---------- Input data ----------
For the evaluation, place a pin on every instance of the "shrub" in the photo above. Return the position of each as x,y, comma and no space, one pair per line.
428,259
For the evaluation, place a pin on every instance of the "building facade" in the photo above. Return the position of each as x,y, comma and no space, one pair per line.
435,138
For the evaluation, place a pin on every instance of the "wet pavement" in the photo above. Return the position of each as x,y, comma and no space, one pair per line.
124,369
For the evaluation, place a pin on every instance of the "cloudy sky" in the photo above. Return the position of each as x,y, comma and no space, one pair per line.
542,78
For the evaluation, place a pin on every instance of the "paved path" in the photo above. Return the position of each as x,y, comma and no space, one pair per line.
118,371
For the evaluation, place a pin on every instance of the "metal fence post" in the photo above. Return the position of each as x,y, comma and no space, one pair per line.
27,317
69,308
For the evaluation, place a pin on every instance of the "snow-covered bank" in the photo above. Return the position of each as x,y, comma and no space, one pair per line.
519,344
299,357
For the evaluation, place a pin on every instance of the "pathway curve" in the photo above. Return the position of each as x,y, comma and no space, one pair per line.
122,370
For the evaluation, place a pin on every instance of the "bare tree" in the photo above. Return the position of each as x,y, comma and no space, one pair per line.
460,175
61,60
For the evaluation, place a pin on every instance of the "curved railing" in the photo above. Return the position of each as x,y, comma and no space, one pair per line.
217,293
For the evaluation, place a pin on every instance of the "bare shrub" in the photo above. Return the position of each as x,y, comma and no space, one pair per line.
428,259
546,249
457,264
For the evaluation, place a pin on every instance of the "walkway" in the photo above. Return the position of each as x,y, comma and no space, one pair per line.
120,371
----------
- Stated goal -
List each line above that contains the word "bank", copying every such line in full.

- Complete response -
For the evaluation, place a pin on every instance of the "snow-covered bank" in the photo above. Return the position of each as x,y, comma and no space, one pair per line.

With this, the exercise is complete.